Written task -> Your output is the line containing "Where can the threaded" plus all lines after it to the end of the records, reproduced exactly, with nothing else.

___ Dataset rows

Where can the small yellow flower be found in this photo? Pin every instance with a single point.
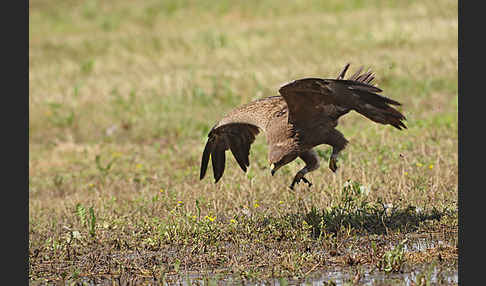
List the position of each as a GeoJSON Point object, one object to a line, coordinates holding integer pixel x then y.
{"type": "Point", "coordinates": [116, 154]}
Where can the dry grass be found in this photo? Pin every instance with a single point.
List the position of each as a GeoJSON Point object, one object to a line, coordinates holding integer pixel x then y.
{"type": "Point", "coordinates": [142, 84]}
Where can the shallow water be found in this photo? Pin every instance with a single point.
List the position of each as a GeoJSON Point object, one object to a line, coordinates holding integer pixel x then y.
{"type": "Point", "coordinates": [340, 276]}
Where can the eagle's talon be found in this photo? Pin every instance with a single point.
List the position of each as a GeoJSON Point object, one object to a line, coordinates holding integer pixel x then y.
{"type": "Point", "coordinates": [333, 164]}
{"type": "Point", "coordinates": [307, 182]}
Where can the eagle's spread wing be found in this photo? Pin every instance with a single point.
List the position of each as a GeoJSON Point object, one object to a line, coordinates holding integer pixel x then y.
{"type": "Point", "coordinates": [237, 131]}
{"type": "Point", "coordinates": [310, 98]}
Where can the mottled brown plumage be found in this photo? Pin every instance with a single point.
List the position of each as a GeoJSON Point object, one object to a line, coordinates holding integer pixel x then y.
{"type": "Point", "coordinates": [303, 116]}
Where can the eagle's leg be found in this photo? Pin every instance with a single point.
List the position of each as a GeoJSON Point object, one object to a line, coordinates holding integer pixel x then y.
{"type": "Point", "coordinates": [338, 142]}
{"type": "Point", "coordinates": [311, 163]}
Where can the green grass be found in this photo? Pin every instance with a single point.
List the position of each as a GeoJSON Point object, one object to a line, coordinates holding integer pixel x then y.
{"type": "Point", "coordinates": [122, 96]}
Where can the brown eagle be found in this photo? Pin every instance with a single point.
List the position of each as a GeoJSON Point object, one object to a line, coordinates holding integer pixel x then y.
{"type": "Point", "coordinates": [304, 115]}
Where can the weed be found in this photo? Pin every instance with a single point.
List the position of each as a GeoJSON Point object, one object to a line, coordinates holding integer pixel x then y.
{"type": "Point", "coordinates": [393, 260]}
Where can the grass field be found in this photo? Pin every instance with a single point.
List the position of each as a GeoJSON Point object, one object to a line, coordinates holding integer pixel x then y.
{"type": "Point", "coordinates": [123, 93]}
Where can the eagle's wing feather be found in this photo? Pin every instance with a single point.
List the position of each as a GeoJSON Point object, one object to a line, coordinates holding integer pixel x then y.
{"type": "Point", "coordinates": [307, 98]}
{"type": "Point", "coordinates": [237, 131]}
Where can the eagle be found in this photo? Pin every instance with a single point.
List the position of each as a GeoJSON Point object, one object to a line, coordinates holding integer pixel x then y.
{"type": "Point", "coordinates": [303, 116]}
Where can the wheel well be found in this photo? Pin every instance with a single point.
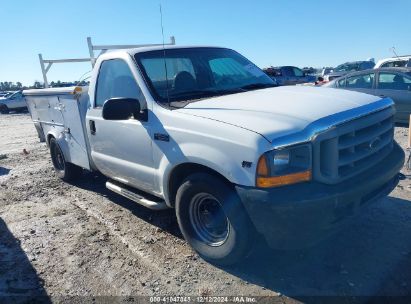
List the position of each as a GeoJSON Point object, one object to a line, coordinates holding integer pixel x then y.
{"type": "Point", "coordinates": [180, 172]}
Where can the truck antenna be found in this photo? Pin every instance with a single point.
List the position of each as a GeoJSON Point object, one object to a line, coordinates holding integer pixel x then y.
{"type": "Point", "coordinates": [164, 54]}
{"type": "Point", "coordinates": [392, 49]}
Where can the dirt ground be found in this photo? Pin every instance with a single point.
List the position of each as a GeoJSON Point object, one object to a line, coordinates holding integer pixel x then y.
{"type": "Point", "coordinates": [59, 240]}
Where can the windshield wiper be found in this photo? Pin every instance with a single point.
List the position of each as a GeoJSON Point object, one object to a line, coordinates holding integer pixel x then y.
{"type": "Point", "coordinates": [256, 86]}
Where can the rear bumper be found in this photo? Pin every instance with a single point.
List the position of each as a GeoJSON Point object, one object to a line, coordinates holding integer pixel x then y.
{"type": "Point", "coordinates": [299, 215]}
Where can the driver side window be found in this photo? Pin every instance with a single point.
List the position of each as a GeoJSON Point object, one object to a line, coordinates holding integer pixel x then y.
{"type": "Point", "coordinates": [115, 80]}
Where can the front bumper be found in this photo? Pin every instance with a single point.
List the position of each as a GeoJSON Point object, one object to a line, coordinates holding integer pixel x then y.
{"type": "Point", "coordinates": [299, 215]}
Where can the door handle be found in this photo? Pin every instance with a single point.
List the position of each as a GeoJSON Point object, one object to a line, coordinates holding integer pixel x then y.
{"type": "Point", "coordinates": [92, 125]}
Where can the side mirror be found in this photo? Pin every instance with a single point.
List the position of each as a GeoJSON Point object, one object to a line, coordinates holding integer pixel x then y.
{"type": "Point", "coordinates": [121, 108]}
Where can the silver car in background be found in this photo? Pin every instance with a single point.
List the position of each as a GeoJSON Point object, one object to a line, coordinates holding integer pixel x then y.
{"type": "Point", "coordinates": [384, 82]}
{"type": "Point", "coordinates": [14, 102]}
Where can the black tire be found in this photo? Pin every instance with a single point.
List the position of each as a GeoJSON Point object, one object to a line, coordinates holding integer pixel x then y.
{"type": "Point", "coordinates": [4, 109]}
{"type": "Point", "coordinates": [219, 201]}
{"type": "Point", "coordinates": [66, 171]}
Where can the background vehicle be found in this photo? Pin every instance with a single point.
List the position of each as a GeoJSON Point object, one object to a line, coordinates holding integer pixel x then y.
{"type": "Point", "coordinates": [348, 67]}
{"type": "Point", "coordinates": [208, 135]}
{"type": "Point", "coordinates": [394, 62]}
{"type": "Point", "coordinates": [288, 75]}
{"type": "Point", "coordinates": [5, 94]}
{"type": "Point", "coordinates": [13, 102]}
{"type": "Point", "coordinates": [384, 82]}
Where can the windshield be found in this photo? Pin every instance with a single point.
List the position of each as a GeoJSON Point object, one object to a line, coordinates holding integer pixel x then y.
{"type": "Point", "coordinates": [347, 67]}
{"type": "Point", "coordinates": [194, 73]}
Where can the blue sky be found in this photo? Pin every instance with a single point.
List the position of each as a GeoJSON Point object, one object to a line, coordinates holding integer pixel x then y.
{"type": "Point", "coordinates": [269, 32]}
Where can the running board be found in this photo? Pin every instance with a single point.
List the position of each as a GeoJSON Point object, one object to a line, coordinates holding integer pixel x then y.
{"type": "Point", "coordinates": [139, 199]}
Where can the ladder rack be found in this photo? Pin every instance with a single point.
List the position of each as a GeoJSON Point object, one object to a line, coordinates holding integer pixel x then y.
{"type": "Point", "coordinates": [92, 58]}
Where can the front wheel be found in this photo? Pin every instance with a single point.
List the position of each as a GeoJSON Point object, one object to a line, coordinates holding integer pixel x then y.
{"type": "Point", "coordinates": [66, 171]}
{"type": "Point", "coordinates": [212, 219]}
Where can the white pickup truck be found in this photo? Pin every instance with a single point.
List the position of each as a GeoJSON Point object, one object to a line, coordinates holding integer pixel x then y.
{"type": "Point", "coordinates": [202, 130]}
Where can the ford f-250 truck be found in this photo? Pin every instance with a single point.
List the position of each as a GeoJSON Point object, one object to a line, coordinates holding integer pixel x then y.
{"type": "Point", "coordinates": [202, 130]}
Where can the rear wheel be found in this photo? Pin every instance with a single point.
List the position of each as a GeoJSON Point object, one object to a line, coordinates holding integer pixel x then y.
{"type": "Point", "coordinates": [66, 171]}
{"type": "Point", "coordinates": [213, 220]}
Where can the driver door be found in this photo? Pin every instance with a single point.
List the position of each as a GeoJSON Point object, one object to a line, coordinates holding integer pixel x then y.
{"type": "Point", "coordinates": [120, 149]}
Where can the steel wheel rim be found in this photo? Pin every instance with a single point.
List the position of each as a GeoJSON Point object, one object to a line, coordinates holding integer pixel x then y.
{"type": "Point", "coordinates": [209, 220]}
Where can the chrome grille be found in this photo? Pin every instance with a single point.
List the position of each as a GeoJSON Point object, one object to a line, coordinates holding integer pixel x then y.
{"type": "Point", "coordinates": [349, 149]}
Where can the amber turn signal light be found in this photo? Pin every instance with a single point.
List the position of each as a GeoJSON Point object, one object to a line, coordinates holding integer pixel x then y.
{"type": "Point", "coordinates": [275, 181]}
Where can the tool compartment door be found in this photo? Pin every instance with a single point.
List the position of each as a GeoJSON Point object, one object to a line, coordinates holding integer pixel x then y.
{"type": "Point", "coordinates": [73, 135]}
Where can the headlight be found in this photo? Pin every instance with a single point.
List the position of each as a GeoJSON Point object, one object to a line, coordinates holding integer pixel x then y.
{"type": "Point", "coordinates": [284, 166]}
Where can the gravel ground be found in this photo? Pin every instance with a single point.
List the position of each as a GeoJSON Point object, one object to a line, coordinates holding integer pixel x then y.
{"type": "Point", "coordinates": [59, 240]}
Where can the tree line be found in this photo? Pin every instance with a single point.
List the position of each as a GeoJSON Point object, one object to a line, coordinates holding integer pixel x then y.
{"type": "Point", "coordinates": [11, 86]}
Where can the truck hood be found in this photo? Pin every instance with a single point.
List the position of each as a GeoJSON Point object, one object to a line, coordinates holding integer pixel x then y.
{"type": "Point", "coordinates": [280, 111]}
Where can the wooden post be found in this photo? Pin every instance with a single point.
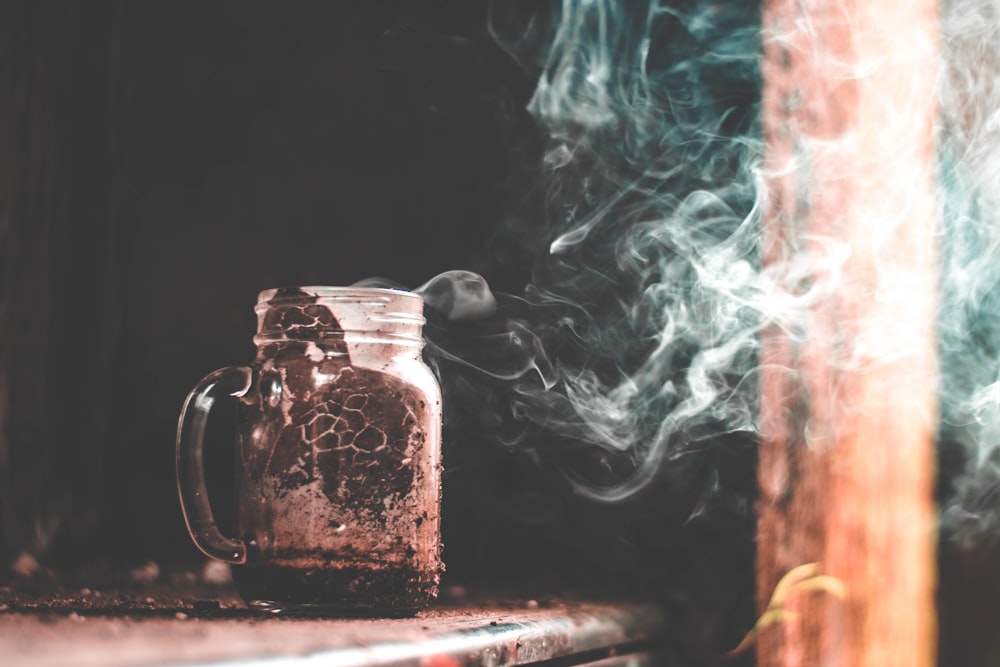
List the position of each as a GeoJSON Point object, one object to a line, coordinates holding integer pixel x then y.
{"type": "Point", "coordinates": [848, 405]}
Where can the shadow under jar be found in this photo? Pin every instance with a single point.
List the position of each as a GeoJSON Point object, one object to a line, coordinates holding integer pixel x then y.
{"type": "Point", "coordinates": [338, 473]}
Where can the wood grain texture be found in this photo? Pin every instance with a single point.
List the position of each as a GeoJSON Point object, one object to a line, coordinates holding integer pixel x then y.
{"type": "Point", "coordinates": [848, 379]}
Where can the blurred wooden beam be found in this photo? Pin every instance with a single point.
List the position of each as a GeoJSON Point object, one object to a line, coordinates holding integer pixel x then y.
{"type": "Point", "coordinates": [848, 381]}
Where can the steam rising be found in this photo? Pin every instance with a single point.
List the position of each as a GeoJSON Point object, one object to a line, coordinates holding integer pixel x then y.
{"type": "Point", "coordinates": [970, 318]}
{"type": "Point", "coordinates": [633, 349]}
{"type": "Point", "coordinates": [637, 334]}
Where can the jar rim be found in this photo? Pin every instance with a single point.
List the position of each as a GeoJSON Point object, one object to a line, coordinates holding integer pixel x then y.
{"type": "Point", "coordinates": [344, 293]}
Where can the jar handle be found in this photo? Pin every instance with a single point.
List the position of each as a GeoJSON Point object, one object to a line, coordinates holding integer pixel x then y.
{"type": "Point", "coordinates": [230, 381]}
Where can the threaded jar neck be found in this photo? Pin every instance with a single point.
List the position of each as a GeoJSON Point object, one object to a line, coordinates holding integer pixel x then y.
{"type": "Point", "coordinates": [318, 313]}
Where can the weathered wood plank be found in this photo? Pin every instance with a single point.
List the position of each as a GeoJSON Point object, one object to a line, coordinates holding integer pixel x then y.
{"type": "Point", "coordinates": [848, 381]}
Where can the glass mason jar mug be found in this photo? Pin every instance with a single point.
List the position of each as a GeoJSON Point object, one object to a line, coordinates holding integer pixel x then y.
{"type": "Point", "coordinates": [338, 479]}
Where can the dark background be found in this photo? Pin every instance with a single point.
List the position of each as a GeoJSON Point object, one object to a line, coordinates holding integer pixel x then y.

______

Task solution ->
Where can the threaded jar neck be found in this photo? Pin every instance with a single point.
List the position of each as a GeoJSON Point object, one object to a line, coordinates holding integer pixel x then y.
{"type": "Point", "coordinates": [318, 313]}
Where can the weathered wood plank be found in this photo? Pin every instance with a single point.
List the position of each as a GeoJSON Point object, one object to a line, coordinates holding integer pixel x then y.
{"type": "Point", "coordinates": [848, 381]}
Where can the glass mason jar mug be found in this photo? Pin every instance with a single point.
List the position of each as a GeoJSON Point object, one object to a line, coordinates holding integer pixel x then y.
{"type": "Point", "coordinates": [338, 479]}
Where can the dark background be found in this photo? Pin every instance with a single point.
List the position of each as a GeoJSON Point object, one object to a line, coordinates holding integer pixel x then y.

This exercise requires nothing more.